▸ **WHAT IS REQUIRED**: Below are the entries to work from; restate word for word the portion that opens with the line containing "Note: in this practice we tag every instance of the asphalt" and closes with the line containing "296), using the photo above.", keeping both.

▸ **MATERIAL FOR THIS TASK**:
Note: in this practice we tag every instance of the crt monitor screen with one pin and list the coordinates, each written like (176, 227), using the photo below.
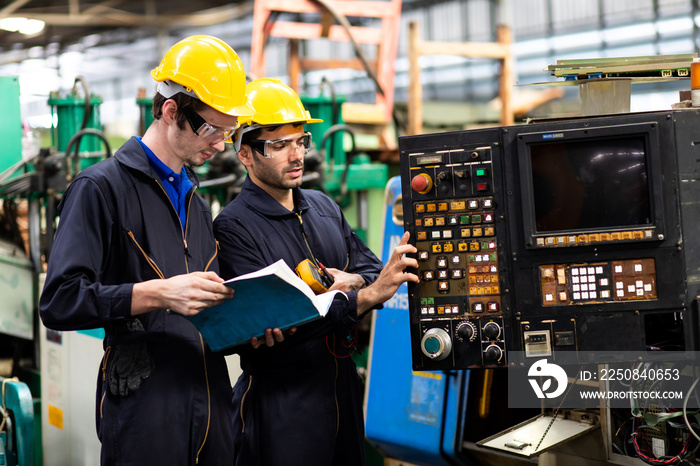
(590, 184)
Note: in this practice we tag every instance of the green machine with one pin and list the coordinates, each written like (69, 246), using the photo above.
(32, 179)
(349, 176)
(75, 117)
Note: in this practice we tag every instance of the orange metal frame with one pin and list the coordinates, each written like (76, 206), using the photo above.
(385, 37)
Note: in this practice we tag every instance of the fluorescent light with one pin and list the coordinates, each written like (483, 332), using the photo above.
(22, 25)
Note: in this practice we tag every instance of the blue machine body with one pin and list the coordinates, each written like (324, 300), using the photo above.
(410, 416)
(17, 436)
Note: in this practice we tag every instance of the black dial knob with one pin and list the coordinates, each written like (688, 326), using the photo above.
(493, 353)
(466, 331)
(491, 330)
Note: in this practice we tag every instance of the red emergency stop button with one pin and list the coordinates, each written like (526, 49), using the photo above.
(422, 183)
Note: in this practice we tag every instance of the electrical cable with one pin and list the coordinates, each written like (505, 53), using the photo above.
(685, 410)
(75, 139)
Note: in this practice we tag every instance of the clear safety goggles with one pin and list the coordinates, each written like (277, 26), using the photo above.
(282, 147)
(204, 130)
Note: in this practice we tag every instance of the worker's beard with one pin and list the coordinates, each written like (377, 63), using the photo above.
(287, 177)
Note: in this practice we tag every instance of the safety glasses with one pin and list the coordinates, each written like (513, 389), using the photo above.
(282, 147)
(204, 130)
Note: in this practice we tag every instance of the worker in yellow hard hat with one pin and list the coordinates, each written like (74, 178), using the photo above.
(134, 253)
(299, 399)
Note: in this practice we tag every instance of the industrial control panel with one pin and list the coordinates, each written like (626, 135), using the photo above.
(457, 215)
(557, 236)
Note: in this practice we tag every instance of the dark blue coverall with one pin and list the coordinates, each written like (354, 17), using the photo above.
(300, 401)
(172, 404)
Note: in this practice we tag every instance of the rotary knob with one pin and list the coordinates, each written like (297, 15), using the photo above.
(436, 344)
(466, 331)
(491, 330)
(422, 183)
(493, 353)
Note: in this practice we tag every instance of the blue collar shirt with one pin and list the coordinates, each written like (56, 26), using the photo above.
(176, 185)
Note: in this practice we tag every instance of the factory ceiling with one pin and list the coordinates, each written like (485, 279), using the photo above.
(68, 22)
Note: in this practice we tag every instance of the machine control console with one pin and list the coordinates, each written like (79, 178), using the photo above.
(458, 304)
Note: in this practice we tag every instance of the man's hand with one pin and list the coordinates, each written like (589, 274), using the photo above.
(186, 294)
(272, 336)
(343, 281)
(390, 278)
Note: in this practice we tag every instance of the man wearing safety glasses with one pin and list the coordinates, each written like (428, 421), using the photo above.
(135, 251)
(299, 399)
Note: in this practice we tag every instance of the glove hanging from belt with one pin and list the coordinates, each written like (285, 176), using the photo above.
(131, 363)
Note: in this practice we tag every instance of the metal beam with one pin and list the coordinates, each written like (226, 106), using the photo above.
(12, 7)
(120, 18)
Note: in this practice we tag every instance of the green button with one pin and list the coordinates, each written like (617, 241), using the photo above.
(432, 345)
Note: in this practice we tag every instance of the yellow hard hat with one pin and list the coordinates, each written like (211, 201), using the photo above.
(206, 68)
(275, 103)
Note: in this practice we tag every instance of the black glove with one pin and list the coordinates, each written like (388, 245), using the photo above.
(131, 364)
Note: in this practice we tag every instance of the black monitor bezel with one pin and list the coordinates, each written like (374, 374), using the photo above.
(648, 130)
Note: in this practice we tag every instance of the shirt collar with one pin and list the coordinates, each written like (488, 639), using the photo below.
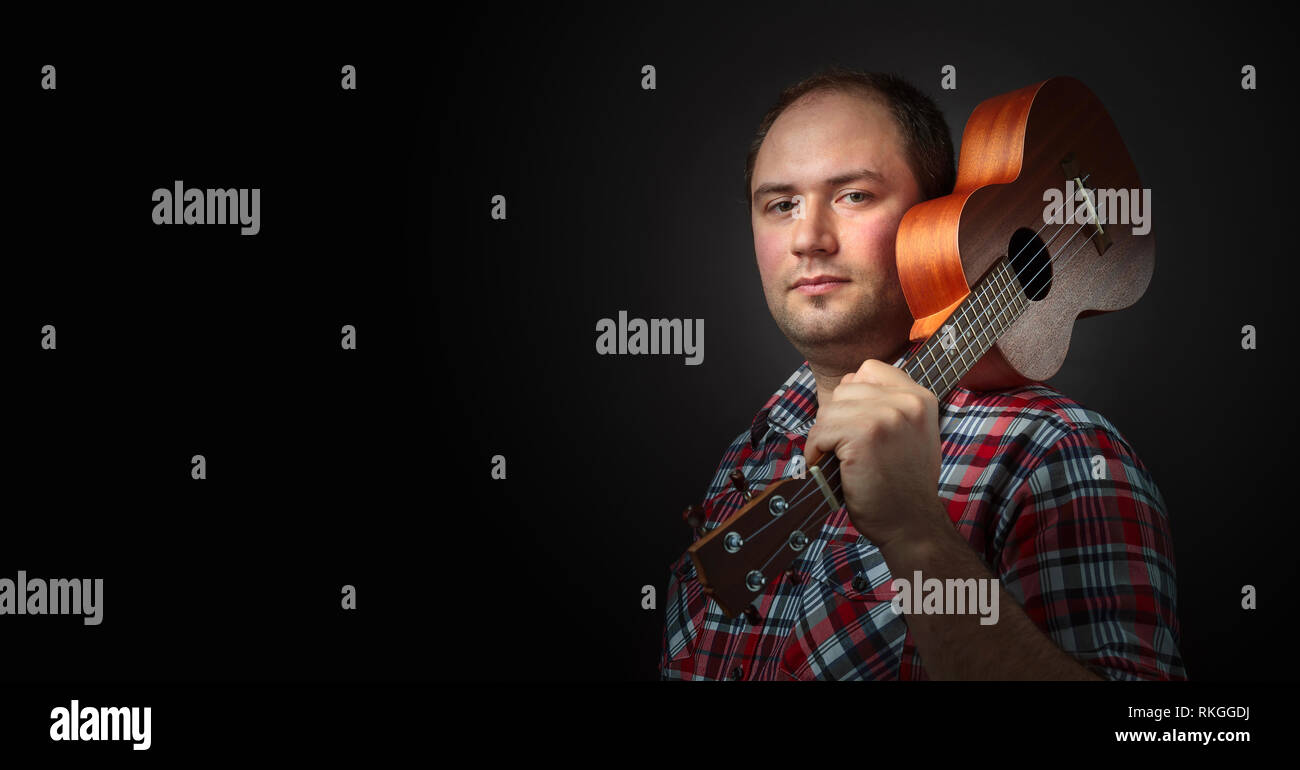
* * *
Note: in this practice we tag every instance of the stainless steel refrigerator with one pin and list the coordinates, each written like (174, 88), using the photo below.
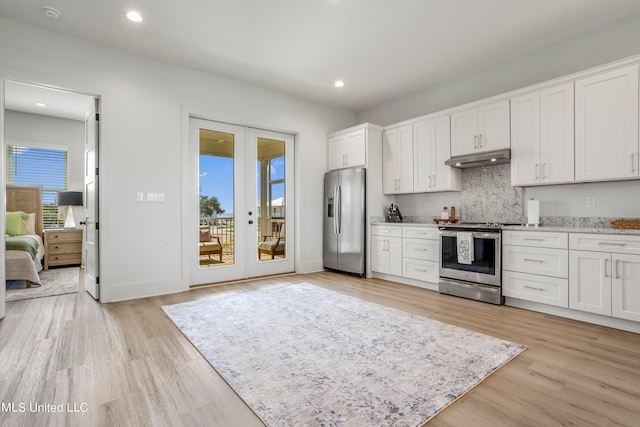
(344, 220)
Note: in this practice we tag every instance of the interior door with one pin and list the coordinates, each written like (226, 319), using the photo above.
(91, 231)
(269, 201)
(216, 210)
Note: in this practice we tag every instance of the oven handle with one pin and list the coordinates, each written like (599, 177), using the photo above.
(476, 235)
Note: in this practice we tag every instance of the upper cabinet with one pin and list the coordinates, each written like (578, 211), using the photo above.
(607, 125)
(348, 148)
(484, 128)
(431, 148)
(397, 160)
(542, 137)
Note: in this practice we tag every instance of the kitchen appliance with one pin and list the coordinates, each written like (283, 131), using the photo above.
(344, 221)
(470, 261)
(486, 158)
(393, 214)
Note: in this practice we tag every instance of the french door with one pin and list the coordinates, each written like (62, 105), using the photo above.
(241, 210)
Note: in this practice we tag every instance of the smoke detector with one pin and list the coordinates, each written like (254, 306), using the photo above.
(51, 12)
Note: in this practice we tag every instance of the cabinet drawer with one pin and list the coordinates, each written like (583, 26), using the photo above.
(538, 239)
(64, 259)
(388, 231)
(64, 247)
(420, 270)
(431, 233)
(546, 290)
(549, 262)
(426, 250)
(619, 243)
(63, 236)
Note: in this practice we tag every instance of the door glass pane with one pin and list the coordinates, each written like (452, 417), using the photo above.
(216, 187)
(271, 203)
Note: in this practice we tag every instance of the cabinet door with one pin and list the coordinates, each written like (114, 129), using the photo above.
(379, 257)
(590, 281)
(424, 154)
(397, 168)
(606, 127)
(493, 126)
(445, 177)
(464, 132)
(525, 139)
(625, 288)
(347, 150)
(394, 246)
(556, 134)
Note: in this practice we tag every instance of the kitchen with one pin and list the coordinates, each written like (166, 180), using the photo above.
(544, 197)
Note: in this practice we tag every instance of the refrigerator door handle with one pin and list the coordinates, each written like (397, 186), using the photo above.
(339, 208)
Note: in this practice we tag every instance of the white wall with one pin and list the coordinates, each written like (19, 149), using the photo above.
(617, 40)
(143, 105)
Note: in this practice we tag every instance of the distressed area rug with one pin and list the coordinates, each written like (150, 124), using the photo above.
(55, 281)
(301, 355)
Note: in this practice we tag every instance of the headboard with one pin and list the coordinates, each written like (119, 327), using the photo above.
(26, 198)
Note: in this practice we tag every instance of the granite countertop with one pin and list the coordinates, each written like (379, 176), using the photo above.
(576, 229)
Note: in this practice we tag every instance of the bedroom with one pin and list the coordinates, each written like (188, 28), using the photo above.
==
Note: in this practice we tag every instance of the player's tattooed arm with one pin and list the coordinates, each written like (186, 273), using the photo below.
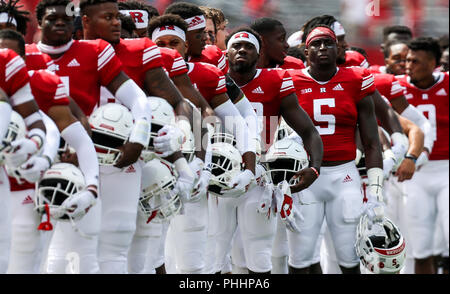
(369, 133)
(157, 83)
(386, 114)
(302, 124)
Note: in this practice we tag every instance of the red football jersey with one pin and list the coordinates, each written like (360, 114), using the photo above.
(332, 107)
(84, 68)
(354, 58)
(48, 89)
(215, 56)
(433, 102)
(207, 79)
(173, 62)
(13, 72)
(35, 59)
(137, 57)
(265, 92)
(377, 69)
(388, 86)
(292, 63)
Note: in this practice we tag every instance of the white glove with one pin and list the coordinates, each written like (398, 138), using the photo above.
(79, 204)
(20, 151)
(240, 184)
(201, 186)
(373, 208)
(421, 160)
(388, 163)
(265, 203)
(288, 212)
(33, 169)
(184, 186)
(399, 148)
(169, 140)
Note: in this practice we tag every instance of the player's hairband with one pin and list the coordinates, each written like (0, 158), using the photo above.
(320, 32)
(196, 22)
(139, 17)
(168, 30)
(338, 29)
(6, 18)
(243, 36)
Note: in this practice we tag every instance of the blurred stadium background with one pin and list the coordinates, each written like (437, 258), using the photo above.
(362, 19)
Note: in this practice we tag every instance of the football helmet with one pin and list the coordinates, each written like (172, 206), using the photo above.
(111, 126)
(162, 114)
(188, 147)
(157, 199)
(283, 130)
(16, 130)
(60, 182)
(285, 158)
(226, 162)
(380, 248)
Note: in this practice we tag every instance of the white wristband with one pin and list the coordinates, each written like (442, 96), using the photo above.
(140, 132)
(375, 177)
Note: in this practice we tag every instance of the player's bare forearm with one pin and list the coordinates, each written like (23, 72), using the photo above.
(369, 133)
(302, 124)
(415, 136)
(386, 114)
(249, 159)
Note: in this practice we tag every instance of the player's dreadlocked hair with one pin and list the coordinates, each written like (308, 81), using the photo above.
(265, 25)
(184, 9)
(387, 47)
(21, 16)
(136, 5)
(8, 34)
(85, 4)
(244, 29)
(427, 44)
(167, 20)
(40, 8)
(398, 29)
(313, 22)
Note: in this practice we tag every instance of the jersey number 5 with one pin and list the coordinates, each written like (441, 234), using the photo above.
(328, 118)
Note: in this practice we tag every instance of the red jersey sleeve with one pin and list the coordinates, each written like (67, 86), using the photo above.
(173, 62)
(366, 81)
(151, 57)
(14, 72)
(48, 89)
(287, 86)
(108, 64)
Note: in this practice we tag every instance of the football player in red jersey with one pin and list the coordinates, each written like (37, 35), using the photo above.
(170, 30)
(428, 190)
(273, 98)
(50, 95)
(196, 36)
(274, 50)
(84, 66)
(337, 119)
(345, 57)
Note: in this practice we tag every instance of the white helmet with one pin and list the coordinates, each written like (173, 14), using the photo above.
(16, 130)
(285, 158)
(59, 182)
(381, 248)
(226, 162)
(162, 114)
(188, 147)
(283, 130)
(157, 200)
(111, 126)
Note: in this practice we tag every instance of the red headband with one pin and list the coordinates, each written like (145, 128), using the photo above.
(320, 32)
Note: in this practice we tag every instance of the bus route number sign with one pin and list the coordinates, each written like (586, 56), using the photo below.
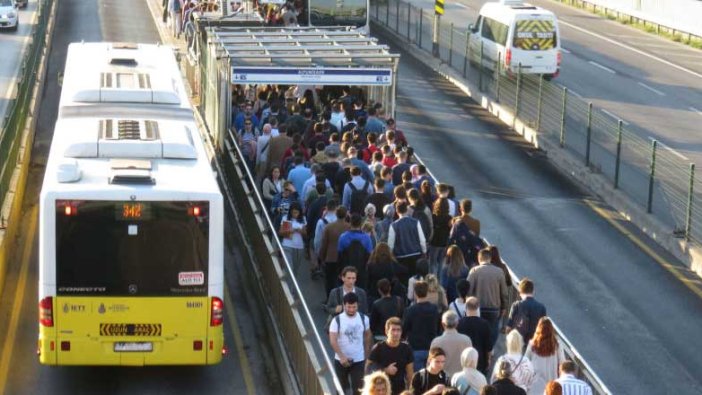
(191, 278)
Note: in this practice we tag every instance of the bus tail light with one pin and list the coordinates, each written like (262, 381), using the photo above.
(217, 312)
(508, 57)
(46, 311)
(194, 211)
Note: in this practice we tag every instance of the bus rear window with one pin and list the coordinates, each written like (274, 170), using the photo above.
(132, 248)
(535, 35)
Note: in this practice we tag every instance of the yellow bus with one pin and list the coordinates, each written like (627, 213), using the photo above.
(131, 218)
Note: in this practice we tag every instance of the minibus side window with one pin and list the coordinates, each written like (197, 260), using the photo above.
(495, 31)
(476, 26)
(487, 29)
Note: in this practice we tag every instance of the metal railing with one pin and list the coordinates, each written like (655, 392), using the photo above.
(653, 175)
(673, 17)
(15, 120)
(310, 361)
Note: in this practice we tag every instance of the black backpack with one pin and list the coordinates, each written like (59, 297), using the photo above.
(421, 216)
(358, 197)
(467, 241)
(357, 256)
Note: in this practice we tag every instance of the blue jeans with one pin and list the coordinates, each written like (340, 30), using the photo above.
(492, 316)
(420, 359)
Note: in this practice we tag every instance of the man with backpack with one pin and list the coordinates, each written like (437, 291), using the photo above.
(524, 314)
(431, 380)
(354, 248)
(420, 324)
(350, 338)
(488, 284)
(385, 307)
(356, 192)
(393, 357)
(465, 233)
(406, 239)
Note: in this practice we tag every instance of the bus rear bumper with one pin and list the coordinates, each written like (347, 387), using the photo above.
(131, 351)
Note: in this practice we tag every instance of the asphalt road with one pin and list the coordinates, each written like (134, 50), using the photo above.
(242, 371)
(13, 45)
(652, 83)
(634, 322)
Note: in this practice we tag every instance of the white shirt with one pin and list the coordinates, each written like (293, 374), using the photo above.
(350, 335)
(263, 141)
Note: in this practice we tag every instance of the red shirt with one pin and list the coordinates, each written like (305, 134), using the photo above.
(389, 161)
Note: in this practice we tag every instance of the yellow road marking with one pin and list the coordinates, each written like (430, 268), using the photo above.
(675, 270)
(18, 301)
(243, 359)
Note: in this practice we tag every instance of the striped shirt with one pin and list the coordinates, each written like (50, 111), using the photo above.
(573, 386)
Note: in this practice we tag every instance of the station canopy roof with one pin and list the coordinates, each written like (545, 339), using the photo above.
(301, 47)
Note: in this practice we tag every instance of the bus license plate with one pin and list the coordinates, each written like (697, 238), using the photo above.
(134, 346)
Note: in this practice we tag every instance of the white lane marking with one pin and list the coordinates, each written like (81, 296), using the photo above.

▸ **REPLY**:
Note: in this practice we tag every instance of the asphalt road with one pin and list the coordinates, each written like (134, 50), using the photo above.
(242, 371)
(13, 45)
(652, 83)
(634, 322)
Note: in this practice we tag every instance of the white shirt with one pin and list the coordinates, each written like (293, 374), using the photo above.
(350, 335)
(263, 141)
Note: in this practice we tag every instance of the red shirt with one pin and list the coordinates, each written like (305, 134), using the photo above.
(389, 161)
Note: in this practice we tag every instance of the yellow road marking with one pin and list the coordinates, each written like (430, 268), using the photo above.
(675, 270)
(18, 301)
(243, 359)
Note: in this practice we tag every instance of the striped shirt with one pin and list the coordinates, each written like (50, 111), using the photo above.
(573, 386)
Note: in this practice we tag every instance of the station canopy roof with one pin and list the coordinates, each written like (545, 339), using the photo above.
(301, 47)
Note: in this practice we tag every instance of the bus license plate with one pin and list the coordinates, each written like (697, 238), using the photo above.
(134, 346)
Note: in this practice we tag every instance of the white lane marking with one pin and list the coordinates, each written like (81, 296), using the photo above.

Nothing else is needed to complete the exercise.